Selected excerpt:
Personal information
- Full name: Margaret Baagala
- Born: 9 May 2002 (age 24) Uganda
- Height: 5.6 ft (171 cm)
- School: St. Mary's Kitende
- University: Kampala University

Netball career
- Playing position: Center
- Years: Club team / Apps
- 2021–Present: NIC Netball Club
- Years: National team / Caps
- 2021, Present: Uganda national netball team

Medal record
| Representing Uganda |
| Uganda Netball Premier League |

= Margaret Baagala =

Ugandan netball player

Margaret Baagala (born 9 May 2002) is a professional Ugandan netball player who plays for the NIC Netball club in the Uganda Netball Premier League and the Uganda national netball team, also known as the She Cranes, where she plays center. She is also a basketball player for the Kampala City Council Authority women's Basketball club in the National Basketball League.

== Career ==

=== School career ===
She attended Kakungulu Memorial School between 2014 and 2015 before joining St. Mary's Boarding Secondary School, where she represented them in national School Championships and East Africa championships between 2016 and 2019.

=== NIC ===
In 2021, Margaret joined the NIC Netball Club. She won one league trophy with the club in 2021, nominated as one of the season's best players. She won the East Africa Netball championship in 2022,2023,2024, and 2025.

=== Kampala University ===
In September 2021, Margaret joined Kampala University on a Mass Communication diploma and graduated in 2023. She won the East African University Games for the University in 2022.

Instructions to follow: Retype the Margaret Baagala profile excerpt exactly, starting with the words containing "Medal record" and ending with "2016 and 2019.".

Dataset records:
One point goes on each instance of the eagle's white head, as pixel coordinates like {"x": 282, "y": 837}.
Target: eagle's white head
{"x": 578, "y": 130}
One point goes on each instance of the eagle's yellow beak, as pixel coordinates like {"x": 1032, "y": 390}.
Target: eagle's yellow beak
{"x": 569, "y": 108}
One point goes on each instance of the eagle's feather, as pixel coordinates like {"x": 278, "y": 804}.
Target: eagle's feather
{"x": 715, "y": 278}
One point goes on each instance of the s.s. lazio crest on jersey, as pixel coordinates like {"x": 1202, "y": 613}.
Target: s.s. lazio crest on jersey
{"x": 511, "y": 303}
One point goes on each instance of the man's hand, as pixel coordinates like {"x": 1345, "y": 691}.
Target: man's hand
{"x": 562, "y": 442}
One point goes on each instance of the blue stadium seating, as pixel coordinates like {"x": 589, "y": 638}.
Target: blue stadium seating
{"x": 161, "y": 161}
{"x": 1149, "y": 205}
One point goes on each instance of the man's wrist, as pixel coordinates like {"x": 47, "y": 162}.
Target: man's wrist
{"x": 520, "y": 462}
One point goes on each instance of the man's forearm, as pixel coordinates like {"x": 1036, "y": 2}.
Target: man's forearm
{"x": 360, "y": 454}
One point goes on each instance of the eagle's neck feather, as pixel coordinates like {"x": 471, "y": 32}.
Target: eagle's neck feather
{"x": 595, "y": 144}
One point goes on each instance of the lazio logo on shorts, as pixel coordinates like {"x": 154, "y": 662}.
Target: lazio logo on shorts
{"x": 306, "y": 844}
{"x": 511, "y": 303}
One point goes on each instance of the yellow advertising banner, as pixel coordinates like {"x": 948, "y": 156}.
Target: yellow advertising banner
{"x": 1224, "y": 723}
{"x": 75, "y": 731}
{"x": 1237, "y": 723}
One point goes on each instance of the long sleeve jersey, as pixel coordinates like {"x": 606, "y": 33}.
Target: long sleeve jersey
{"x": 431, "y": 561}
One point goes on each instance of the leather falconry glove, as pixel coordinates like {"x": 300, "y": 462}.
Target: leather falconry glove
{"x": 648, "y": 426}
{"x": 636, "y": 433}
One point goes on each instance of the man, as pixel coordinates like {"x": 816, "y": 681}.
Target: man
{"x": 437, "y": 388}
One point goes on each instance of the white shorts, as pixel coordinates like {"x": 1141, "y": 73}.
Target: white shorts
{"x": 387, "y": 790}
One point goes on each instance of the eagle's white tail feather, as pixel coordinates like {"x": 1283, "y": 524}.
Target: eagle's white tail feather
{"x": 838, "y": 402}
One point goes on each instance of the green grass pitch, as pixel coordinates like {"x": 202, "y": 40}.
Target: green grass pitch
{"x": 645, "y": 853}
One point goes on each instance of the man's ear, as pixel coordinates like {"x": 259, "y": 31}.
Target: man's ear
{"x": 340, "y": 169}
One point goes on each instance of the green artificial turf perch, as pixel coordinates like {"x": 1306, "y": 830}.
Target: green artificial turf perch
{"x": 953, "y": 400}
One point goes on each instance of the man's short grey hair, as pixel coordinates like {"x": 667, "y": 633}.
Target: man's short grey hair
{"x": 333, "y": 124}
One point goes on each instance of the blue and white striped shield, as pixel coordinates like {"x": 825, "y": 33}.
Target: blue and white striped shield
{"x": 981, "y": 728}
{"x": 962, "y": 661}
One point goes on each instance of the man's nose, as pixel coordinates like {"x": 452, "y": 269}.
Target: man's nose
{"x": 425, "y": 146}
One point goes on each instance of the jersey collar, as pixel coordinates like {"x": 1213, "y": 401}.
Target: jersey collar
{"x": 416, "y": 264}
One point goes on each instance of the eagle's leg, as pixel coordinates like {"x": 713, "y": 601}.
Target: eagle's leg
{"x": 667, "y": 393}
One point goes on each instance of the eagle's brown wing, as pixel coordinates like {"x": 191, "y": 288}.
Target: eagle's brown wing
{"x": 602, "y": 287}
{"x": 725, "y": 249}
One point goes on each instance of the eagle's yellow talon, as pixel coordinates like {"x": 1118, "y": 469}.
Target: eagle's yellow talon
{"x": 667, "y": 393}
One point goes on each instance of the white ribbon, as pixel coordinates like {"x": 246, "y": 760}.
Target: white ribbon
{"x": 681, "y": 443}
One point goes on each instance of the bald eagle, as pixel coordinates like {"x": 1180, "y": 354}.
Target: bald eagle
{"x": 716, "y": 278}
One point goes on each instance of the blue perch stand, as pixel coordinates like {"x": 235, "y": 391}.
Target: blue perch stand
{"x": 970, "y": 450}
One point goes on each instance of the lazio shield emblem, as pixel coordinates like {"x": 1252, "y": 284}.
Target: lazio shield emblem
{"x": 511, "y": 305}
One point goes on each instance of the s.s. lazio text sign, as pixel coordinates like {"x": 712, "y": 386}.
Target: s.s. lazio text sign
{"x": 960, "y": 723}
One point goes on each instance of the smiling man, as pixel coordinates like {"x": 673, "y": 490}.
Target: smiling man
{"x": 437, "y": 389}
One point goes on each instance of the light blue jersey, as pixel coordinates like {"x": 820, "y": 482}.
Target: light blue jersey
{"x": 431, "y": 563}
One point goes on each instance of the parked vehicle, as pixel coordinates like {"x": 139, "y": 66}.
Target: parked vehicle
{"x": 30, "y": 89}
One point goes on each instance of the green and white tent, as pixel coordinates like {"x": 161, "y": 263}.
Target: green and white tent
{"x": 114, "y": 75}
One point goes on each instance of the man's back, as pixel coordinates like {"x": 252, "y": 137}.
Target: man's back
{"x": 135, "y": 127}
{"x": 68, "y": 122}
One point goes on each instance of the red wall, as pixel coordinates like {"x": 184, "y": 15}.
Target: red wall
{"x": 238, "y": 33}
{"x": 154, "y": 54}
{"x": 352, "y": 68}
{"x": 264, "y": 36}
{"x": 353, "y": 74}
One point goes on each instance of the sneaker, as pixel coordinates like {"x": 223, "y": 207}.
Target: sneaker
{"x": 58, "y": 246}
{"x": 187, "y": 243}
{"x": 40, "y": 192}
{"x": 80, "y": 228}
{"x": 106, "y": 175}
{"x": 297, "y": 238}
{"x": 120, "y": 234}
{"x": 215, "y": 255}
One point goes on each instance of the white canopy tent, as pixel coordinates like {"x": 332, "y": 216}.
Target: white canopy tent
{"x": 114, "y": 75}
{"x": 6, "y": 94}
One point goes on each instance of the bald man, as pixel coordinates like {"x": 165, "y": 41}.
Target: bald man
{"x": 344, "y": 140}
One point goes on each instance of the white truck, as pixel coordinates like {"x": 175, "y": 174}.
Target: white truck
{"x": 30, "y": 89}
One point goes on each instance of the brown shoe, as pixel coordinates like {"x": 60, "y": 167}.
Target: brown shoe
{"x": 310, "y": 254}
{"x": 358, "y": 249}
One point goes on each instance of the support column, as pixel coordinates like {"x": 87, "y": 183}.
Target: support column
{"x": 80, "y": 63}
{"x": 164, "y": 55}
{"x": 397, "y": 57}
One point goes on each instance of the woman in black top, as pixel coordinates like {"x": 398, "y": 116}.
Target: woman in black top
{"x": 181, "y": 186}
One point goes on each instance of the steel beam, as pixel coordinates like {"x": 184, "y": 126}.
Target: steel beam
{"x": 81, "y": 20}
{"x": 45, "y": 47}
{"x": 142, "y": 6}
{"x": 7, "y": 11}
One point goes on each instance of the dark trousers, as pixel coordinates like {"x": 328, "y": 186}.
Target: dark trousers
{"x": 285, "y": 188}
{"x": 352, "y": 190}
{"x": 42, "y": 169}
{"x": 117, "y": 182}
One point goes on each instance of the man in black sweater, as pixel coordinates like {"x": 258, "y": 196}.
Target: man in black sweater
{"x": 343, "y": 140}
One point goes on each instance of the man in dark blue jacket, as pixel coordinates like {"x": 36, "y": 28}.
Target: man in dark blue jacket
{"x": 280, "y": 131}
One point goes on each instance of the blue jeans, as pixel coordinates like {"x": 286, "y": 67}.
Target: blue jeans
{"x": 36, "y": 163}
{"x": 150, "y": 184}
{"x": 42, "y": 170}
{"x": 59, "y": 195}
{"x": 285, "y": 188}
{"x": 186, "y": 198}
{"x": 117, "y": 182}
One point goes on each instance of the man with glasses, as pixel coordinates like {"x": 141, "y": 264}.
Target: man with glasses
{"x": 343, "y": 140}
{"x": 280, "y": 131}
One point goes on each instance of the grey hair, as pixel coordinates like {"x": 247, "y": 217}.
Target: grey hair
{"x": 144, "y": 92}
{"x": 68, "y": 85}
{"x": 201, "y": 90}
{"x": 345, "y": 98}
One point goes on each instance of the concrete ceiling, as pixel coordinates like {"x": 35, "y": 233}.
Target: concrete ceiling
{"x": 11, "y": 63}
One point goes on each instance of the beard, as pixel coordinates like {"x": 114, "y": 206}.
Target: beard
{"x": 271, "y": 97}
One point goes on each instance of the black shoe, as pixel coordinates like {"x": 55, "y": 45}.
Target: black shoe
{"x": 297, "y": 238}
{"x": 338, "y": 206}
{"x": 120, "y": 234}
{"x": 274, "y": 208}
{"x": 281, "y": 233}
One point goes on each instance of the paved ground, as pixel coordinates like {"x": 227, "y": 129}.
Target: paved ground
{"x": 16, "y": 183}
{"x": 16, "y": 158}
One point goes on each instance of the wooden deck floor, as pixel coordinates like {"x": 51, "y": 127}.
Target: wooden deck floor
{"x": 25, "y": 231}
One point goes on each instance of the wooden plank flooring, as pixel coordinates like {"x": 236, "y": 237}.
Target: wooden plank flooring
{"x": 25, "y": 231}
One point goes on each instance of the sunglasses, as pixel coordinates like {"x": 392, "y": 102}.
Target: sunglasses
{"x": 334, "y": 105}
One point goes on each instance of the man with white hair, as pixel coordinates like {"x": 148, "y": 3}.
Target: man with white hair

Solution to this exercise:
Medal record
| Representing Uganda |
| Uganda Netball Premier League |

= Margaret Baagala =

Ugandan netball player

Margaret Baagala (born 9 May 2002) is a professional Ugandan netball player who plays for the NIC Netball club in the Uganda Netball Premier League and the Uganda national netball team, also known as the She Cranes, where she plays center. She is also a basketball player for the Kampala City Council Authority women's Basketball club in the National Basketball League.

== Career ==

=== School career ===
She attended Kakungulu Memorial School between 2014 and 2015 before joining St. Mary's Boarding Secondary School, where she represented them in national School Championships and East Africa championships between 2016 and 2019.